• [Text extract]

⟨

For the Michigan posters...Club Ne Ba Shone near Luther Michigan was/is a private club that owns miles of the Pine River. This is the case that set the rules thereafter for public access.

Rogue was correct...You are allowed to wade in the river as long as you entered the river at a public point without trespass. Ne Ba Shone tried to stop any folks from coming downstream.

If you entered the river at a legal access and come to a section of stream that is too deep for you to wade through, you are allowed to get out and walk around the deep hole, and then get back into the stream. This doesn't mean you can walk up to the house on the property and peek in the windows. :)

My uncle's 80 acres butts up to Club Ne Ba Shone. My cousin shot a deer on their property, it jumped the fence onto the Ne Ba Shone property. He was tracking it when a caretaker came up and chased him off and would not allow him to follow the deer.

The Navigable Rivers Act...If it once floated logs during the logging days in Michigan the waterway applies to the the public's right to wade it. As long as there was no trespass to get to the part of the river flowing through private lands.
"Even when my best efforts fail it's a satisfying challenge, and that, after all, is the essence of fly fishing." -Chauncy Lively

"Envy not the man who lives beside the river, but the man the river flows through." Joseph T Heywood
Oldredbarn
Oldredbarn's profile picture
Novi, MI

Posts: 2600
Oldredbarn on Dec 9, 2015December 9th, 2015, 9:16 am EST
Donny Beaver


I thought this guy was persona-non-grata in PA? I remember some heated battles here on this site the last time his name came up.

In England, from what I understand, there is little to no public stream access. All the streams run through "landed-estates". The general public fishes in stocked reservoirs and even have to pay sometimes to do that.

These issues have been with us a long time and as the population continues to expand, probably will be with us for a long time to come.

I told the story here about fishing this past summer all night and getting a little loud, I guess, not knowing really that there was a home nearby...I woke everyone up in the house. It was 4:00am. I told this to a friend of mine and he called it the "River Tax"...Something that those that live on the river have to put up with when us lesser plebs drink too many Molsons and fish in front of the house at 4:00am. :)

Property rights are a sticky issue.

On the Au Sable, back in the 80's a couple sections were designated catch-and-release. Some state legislator had a cabin on the river, probably purchased after the rule change, and he had a couple young boys. He pushed a rule through allowing young children the right to fish with any type of tackle and to keep some fish. Even after Rusty Gates offered to outfit the guys kids and teach them how to fly fish...He was trying to prove some point I guess and was successful at it.

Myself...I have trespassed a particular property for 25 years. Some places owned up there are only used by the property owners on high holidays. You may have heard the expression, "he has trespassed there so much he thinks he owns it"...Well a guide friend likes to tell me, "Spence. You have trespassed there for so long the owners think you may own it. They're not completely sure!" :)

⟩

• [Extracted entries]
⟨

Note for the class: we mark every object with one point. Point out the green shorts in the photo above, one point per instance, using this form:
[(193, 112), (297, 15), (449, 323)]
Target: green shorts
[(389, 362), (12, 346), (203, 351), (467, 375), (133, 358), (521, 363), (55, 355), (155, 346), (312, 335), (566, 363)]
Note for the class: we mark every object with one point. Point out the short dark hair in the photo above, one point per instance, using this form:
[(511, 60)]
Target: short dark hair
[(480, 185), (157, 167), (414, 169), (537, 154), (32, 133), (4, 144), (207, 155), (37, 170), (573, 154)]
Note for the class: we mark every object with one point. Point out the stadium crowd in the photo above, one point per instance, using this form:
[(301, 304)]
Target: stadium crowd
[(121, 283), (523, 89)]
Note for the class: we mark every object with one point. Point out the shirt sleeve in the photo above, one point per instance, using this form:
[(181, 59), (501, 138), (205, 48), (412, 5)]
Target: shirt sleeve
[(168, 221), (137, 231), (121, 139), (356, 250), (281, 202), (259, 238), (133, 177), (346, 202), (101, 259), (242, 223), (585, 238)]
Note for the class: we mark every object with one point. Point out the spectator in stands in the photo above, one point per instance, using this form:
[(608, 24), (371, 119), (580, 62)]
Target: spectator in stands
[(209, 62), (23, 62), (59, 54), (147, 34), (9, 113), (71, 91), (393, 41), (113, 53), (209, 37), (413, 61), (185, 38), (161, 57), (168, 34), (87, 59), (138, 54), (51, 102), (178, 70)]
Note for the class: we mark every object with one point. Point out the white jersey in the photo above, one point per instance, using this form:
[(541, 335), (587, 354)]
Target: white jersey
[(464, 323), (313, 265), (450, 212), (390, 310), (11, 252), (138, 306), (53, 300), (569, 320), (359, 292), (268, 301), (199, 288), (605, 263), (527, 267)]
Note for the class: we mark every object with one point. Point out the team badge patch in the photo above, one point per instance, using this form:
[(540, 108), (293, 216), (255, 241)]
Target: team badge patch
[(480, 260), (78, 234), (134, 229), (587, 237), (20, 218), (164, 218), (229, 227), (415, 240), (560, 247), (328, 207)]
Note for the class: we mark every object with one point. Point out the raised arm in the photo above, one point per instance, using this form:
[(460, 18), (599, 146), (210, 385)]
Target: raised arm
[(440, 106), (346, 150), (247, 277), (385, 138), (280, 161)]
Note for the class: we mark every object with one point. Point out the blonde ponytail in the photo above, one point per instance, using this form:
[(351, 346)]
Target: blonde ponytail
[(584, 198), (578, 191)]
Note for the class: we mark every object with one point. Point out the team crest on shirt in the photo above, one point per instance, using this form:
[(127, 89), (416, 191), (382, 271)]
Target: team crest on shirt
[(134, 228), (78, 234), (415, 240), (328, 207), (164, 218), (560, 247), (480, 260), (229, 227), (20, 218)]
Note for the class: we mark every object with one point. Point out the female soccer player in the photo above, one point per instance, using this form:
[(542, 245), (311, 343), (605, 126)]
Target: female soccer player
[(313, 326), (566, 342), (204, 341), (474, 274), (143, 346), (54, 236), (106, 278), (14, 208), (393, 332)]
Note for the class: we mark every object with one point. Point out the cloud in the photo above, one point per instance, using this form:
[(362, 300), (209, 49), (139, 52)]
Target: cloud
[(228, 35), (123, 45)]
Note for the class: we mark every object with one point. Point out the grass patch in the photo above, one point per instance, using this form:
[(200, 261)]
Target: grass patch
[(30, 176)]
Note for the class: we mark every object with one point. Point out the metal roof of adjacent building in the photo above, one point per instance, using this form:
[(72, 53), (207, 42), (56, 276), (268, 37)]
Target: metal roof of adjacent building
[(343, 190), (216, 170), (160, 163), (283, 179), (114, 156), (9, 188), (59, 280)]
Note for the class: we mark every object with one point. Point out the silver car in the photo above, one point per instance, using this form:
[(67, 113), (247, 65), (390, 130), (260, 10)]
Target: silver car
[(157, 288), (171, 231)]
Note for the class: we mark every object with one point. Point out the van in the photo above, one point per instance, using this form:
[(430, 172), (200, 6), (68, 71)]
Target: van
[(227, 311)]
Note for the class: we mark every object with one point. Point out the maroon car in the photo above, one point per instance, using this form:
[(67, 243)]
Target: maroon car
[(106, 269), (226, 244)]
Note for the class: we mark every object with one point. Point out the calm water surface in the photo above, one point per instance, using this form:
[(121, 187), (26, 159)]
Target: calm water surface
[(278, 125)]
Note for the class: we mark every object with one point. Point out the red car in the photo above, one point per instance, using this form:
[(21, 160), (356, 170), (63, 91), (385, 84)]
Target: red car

⟩

• [Problems to solve]
A. Answer these questions using the forum discussion on river access:
(i) Which river does Club Ne Ba Shone own miles of?
(ii) At what hour did the late-night fishing wake everyone in the nearby house?
(iii) For how many years has the writer trespassed on one particular property?
B. Transcribe the entries word for word, starting at the line that contains "out the red" and continuing through the last line of the entries.

• [Solutions by task]
A.
(i) The Pine River.
(ii) 4:00am.
(iii) 25 years.

B.
Note for the class: we mark every object with one point. Point out the red car in the photo above, one point per instance, using this form:
[(21, 160), (356, 170), (63, 91), (385, 84)]
Target: red car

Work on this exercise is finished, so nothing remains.